------ PAGE

Which institutions can resolve workplace disputes?

 

An employee may challenge a decision taken by an employer following a disciplinary hearing or incapacity enquiry.

 

Disputes must be referred to the right place. Depending on the type of dispute, there are a number of institutions where disputes may be referred.

 

A number of Dispute Resolution Institutions exist, some which were established in terms of labour legislation, and others which have powers to determine employment related disputes. In brief, these institutions are:

 

  • The Constitutional Court;
  • The Supreme Court of Appeal;
  • The High Court;
  • The Labour Appeal Court;
  • The Labour Court;
  • The Commission for Conciliation, Mediation and Arbitration (CCMA);
  • Bargaining Councils;
  • Accredited Private Agencies; and
  • The Department of Employment and Labour.

 

The Constitutional Court

 

  • The main function of the Constitutional Court is to ensure that the supremacy of the Constitution is upheld.
  • The Constitutional Court may review any decisions of the Labour Court or Labour Appeal Court or the Supreme Court of Appeal that are unconstitutional.
  • Decisions of the Constitutional Court are binding on all other courts.

 

The Supreme Court of Appeal & The High Court

 

  • The Supreme Court of Appeal hears and determines appeals against any decision of a High Court.
  • Decisions of the Court are binding on all lower courts.
  • Decisions of the High Courts are binding on Magistrates’ Courts within the respective areas of jurisdiction of the High Courts.

 

The Labour Appeal Court

 

  • The Labour Appeal Court is superior to the Labour Court, and both courts are superior to the CCMA and bargaining councils.
  • The Labour Appeal Court is the final court of appeal in respect of all judgments and orders made by the Labour Court in respect of the matters that fall within its jurisdiction.
  • A decision of the Labour Appeal Court is binding on the Labour Court.
  • On constitutional issues an appeal will go to the Supreme Court of Appeal (SCA) with final confirmation of decisions on a constitutional issue being taken to the Constitutional Court.

 

The Labour Court

The intention of the drafters of the Labour Relations Act 66 of 1995 (LRA) was to assign more complex and human rights related labour disputes to the Labour Court.

The Labour Court has the following functions and powers:

  • It may determine any dispute that is specifically referred to it in terms of the LRA, the Basic Conditions of Employment Act 66 of 1997 and the Employment Equity Act 55 of 1998.

------------

**GIVEN TASK 1**
In the labeling listing that follows, swap "charred" for "scorched" wherever it appears, and reproduce the rest of the listing without any other change.

------ RECORD EXTRACTS

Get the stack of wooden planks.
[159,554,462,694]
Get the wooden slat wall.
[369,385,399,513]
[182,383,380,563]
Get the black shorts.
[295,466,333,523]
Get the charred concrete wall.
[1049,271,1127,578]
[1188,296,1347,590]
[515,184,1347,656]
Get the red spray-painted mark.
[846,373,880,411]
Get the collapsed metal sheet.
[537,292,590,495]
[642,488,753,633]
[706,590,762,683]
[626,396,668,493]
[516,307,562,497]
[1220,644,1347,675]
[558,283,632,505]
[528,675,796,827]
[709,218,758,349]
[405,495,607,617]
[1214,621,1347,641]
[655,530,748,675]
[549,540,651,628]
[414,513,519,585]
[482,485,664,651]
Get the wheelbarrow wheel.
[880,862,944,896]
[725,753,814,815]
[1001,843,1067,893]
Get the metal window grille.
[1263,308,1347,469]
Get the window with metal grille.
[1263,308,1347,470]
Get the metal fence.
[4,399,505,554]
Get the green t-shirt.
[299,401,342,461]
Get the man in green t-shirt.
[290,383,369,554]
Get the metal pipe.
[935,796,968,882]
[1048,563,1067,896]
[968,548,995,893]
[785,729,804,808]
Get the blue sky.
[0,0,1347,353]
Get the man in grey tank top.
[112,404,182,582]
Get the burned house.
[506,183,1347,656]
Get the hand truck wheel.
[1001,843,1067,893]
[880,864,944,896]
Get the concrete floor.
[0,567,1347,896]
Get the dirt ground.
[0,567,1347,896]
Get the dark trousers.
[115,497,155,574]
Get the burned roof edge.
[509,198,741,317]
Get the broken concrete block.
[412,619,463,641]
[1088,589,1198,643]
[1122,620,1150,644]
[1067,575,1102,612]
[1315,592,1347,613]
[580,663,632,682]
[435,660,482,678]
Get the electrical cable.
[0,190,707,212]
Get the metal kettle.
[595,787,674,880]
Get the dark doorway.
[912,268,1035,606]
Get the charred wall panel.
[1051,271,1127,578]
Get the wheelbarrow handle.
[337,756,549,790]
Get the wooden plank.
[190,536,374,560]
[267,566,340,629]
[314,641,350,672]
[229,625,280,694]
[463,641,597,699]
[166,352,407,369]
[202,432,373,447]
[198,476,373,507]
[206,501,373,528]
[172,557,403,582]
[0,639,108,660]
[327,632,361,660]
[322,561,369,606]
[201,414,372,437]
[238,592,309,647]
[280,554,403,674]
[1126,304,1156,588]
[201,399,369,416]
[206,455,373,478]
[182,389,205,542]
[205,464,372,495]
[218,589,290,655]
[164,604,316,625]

------------

**GIVEN TASK 2**
According to the page on workplace dispute institutions, what is the main function of the Constitutional Court?

**COMPLETE RESPONSE 1**
Get the stack of wooden planks.
[159,554,462,694]
Get the wooden slat wall.
[369,385,399,513]
[182,383,380,563]
Get the black shorts.
[295,466,333,523]
Get the scorched concrete wall.
[1049,271,1127,578]
[1188,296,1347,590]
[515,184,1347,656]
Get the red spray-painted mark.
[846,373,880,411]
Get the collapsed metal sheet.
[537,292,590,495]
[642,488,753,633]
[706,590,762,683]
[626,396,668,493]
[516,307,562,497]
[1220,644,1347,675]
[558,283,632,505]
[528,675,796,827]
[709,218,758,349]
[405,495,607,617]
[1214,621,1347,641]
[655,530,748,675]
[549,540,651,628]
[414,513,519,585]
[482,485,664,651]
Get the wheelbarrow wheel.
[880,862,944,896]
[725,753,814,815]
[1001,843,1067,893]
Get the metal window grille.
[1263,308,1347,469]
Get the window with metal grille.
[1263,308,1347,470]
Get the metal fence.
[4,399,505,554]
Get the green t-shirt.
[299,401,342,461]
Get the man in green t-shirt.
[290,383,369,554]
Get the metal pipe.
[935,796,968,882]
[1048,563,1067,896]
[968,548,995,893]
[785,729,804,808]
Get the blue sky.
[0,0,1347,353]
Get the man in grey tank top.
[112,404,182,582]
Get the burned house.
[506,183,1347,656]
Get the hand truck wheel.
[1001,843,1067,893]
[880,864,944,896]
Get the concrete floor.
[0,567,1347,896]
Get the dirt ground.
[0,567,1347,896]
Get the dark trousers.
[115,497,155,574]
Get the burned roof edge.
[509,198,741,317]
Get the broken concrete block.
[412,619,463,641]
[1088,589,1198,643]
[1122,620,1150,644]
[1067,575,1102,612]
[1315,592,1347,613]
[580,663,632,682]
[435,660,482,678]
Get the electrical cable.
[0,190,707,212]
Get the metal kettle.
[595,787,674,880]
Get the dark doorway.
[912,268,1035,606]
Get the scorched wall panel.
[1051,271,1127,578]
Get the wheelbarrow handle.
[337,756,549,790]
Get the wooden plank.
[190,536,374,560]
[267,566,340,629]
[314,641,350,672]
[229,625,280,694]
[463,641,597,699]
[166,352,407,369]
[202,432,373,447]
[198,476,373,507]
[206,501,373,528]
[172,557,403,582]
[0,639,108,660]
[327,632,361,660]
[322,561,369,606]
[201,414,372,437]
[238,592,309,647]
[280,554,403,674]
[1126,304,1156,588]
[201,399,369,416]
[206,455,373,478]
[182,389,205,542]
[205,464,372,495]
[218,589,290,655]
[164,604,316,625]

**COMPLETE RESPONSE 2**
Its main function is to ensure that the supremacy of the Constitution is upheld.